Construction workers complete one of the last homes before the cease-and-desist order was issued to the city.

City of Hollister officials were recently informed that the
expected $1.2 million fine for a sewage spill in May could reach
close to $1.8 million if compliance measures are not met.
City of Hollister officials were recently informed that the expected $1.2 million fine for a sewage spill in May could reach close to $1.8 million if compliance measures are not met.

Officials received the proposal for the impending American Civil Liabilities fine from the Regional Water Quality Control Board staff on Oct. 22.

At Friday’s meeting in San Luis Obispo, the nine-member water board – which established the citywide cease-and-desist order Sept. 19 – will finalize details on the originally specified $1.2 million fine.

“We didn’t feel that was the board’s action (Sept. 19),” City Manager George Lewis said. “It just becomes another thing we have to deal with.”

The penalties stem from a 15-million gallon wastewater treatment plant spill May 4, along with a history of wastewater mismanagement by the city, according to RWQCB members.

The language in the most recent ACL document surprised Lewis. He said its timing left the city little time to prepare for Friday’s meeting.

Lewis said city officials interpreted the board’s requests Sept. 19 differently than the information in the document.

According to the water board’s staff and city officials, the ACL proposal states the following provisions:

– The city must complete the first three phases of the long-term wastewater management plan on schedule or pay $200,000 for any completion date missed, which is equal to the construction cost of each phase.

(Natural-language object grounding data):
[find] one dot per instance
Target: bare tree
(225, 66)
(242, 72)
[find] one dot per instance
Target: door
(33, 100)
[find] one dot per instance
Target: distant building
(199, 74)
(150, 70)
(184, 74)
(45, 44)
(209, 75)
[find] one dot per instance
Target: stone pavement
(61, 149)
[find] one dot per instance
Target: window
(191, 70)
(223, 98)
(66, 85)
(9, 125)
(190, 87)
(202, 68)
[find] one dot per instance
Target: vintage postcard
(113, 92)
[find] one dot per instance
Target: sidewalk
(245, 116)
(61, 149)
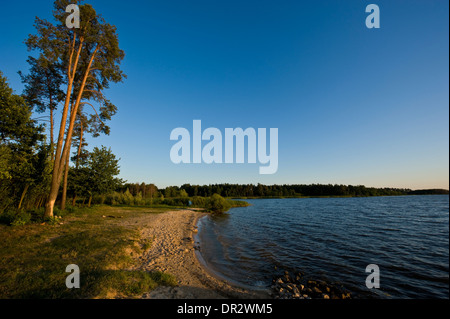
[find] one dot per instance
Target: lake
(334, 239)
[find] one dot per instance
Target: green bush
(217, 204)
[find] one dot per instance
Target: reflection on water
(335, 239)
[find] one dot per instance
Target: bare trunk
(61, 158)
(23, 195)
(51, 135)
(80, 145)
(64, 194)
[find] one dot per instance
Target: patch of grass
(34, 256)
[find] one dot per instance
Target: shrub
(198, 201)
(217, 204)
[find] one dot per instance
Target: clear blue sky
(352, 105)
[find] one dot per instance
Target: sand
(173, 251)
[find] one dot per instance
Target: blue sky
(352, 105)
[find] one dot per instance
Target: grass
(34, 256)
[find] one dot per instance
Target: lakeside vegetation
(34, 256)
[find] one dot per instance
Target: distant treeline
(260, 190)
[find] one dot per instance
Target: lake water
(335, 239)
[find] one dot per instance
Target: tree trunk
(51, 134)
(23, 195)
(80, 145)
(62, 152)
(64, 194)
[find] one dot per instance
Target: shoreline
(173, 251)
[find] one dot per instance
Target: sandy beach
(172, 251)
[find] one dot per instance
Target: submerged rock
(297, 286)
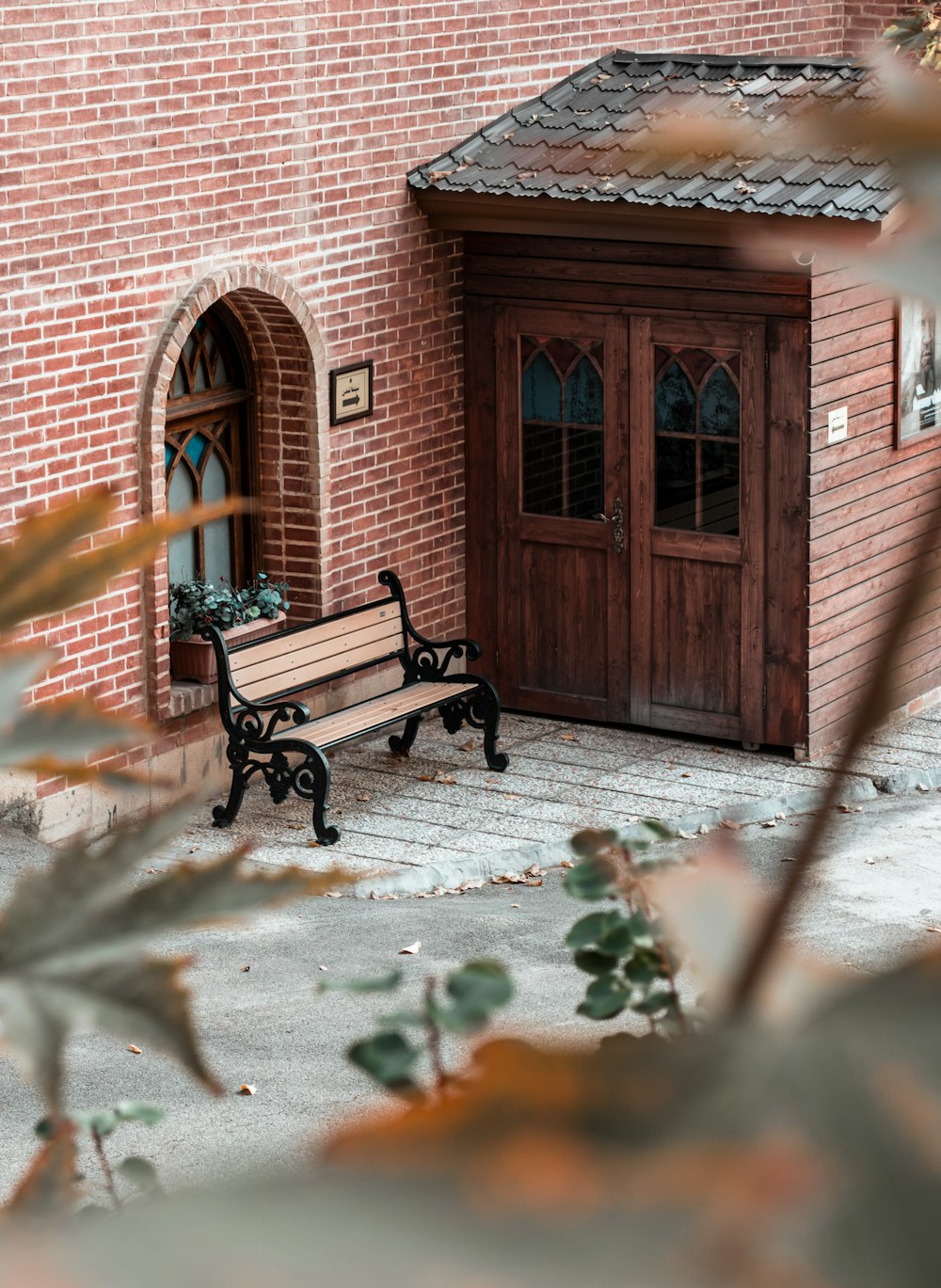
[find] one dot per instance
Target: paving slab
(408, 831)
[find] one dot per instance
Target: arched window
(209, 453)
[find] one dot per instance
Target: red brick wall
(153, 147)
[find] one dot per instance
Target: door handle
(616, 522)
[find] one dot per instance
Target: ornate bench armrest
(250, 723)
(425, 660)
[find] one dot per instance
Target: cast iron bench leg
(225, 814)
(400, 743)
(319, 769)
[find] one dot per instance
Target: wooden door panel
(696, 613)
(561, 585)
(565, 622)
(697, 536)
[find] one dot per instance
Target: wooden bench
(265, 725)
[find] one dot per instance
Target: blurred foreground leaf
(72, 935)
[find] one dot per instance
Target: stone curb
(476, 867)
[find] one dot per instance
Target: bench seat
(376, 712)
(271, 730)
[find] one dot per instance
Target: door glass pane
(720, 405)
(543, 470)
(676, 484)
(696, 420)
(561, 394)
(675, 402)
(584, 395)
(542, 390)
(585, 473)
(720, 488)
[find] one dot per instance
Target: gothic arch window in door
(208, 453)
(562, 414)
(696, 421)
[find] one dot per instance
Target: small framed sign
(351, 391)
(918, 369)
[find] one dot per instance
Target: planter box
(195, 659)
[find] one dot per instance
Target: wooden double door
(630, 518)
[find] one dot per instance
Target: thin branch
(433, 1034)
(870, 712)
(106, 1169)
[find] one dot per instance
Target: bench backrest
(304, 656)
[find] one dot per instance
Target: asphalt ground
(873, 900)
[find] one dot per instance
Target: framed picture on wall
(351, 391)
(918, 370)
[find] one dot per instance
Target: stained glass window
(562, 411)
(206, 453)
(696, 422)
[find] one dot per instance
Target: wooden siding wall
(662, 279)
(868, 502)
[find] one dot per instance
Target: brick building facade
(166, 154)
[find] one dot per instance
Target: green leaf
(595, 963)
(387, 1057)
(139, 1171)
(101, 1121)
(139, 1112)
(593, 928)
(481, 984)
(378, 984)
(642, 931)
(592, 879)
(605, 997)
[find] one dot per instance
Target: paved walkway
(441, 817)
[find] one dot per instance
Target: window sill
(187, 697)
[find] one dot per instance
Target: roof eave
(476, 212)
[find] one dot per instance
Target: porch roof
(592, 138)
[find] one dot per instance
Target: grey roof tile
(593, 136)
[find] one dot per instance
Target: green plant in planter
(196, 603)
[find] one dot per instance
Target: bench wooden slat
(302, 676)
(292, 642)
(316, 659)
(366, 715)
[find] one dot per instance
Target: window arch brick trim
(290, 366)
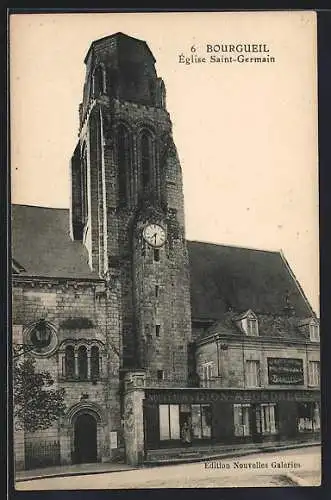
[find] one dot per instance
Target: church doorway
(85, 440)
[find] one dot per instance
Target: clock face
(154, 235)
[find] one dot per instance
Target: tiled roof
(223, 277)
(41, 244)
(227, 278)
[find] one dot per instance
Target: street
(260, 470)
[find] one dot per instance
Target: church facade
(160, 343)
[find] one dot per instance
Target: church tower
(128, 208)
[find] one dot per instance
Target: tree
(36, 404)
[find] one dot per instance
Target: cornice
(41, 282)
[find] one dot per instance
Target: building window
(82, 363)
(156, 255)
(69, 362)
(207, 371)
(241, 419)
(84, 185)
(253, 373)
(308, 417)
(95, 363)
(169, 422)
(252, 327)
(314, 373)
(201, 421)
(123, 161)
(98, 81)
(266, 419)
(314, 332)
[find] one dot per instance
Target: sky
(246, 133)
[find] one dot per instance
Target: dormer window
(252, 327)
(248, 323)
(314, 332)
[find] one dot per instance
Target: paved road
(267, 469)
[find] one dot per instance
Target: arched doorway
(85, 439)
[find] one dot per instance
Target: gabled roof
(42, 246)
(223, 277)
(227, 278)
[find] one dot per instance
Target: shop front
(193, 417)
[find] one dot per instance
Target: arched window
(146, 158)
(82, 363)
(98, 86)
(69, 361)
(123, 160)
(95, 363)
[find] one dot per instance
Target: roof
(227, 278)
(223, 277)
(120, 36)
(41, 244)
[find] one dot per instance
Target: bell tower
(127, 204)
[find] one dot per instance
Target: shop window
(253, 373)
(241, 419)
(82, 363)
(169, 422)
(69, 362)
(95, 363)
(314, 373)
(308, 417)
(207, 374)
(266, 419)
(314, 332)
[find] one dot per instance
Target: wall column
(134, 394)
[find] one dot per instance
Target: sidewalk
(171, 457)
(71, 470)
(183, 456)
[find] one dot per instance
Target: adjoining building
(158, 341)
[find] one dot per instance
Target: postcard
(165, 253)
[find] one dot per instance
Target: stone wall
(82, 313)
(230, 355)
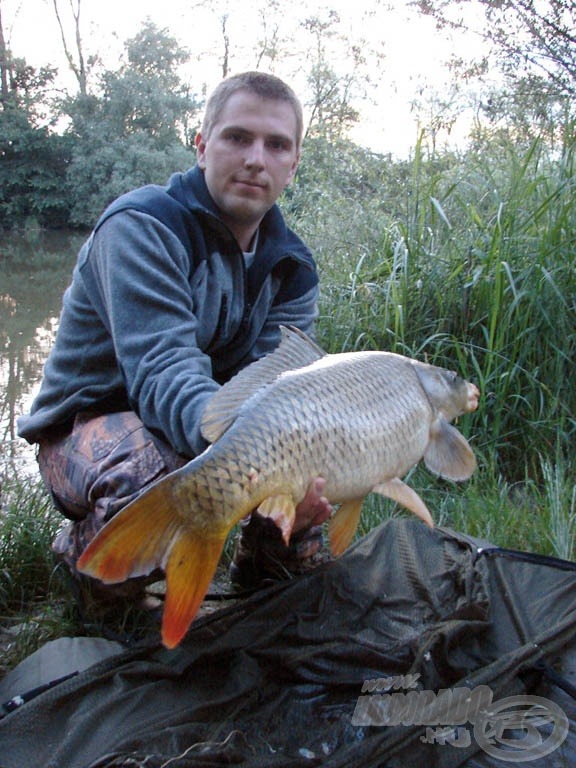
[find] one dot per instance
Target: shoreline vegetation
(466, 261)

(TASK DIRECTIONS): Extend the article about the Hollister sewage spill fine past its final sentence. The records have no connection to the text.

(EXERCISE RESULT):
– A second set of deadlines correlates with three supplemental environmental projects within San Benito County. Those projects will cost $576,000.

If the city misses any of those three deadlines it would forfeit an additional lump sum of $576,000 to the state.

That subtle interpretation by the RWQCB staff – the lump sum fine for missed supplemental project deadlines – surprised city officials.

Conceivably then, if the city was close to completing its supplemental environmental projects and missed a deadline, a lump sum of $576,000 would go to the state’s Cleanup and Abatement Fund – regardless of any clean record before that.

The supplemental environmental projects include a new backup pond, a new water flow conservation system and contributions to the San Benito County Water District.

The final $24,000 of the total $1.2 million covers administrative costs of the water board and state.

Even Matt Fabry from the RWQCB staff had trouble interpreting the water board’s proposed decision.

“It was not clear among us what the water board’s intent was,” Fabry said.

Fabry’s staff diagnosed the board’s direction to the best of its ability and chose the lump sum approach.

Public Works Superintendent Clint Quilter said – because of varying views expressed on the nine-member board – interpretations can be difficult to solidify.

“We don’t believe that was the intent of the board,” Quilter said. “We weren’t expecting it that way.”

The city prefers the incremental fine designation because – if for some reason it failed to meet deadlines – the potential fines would lower significantly.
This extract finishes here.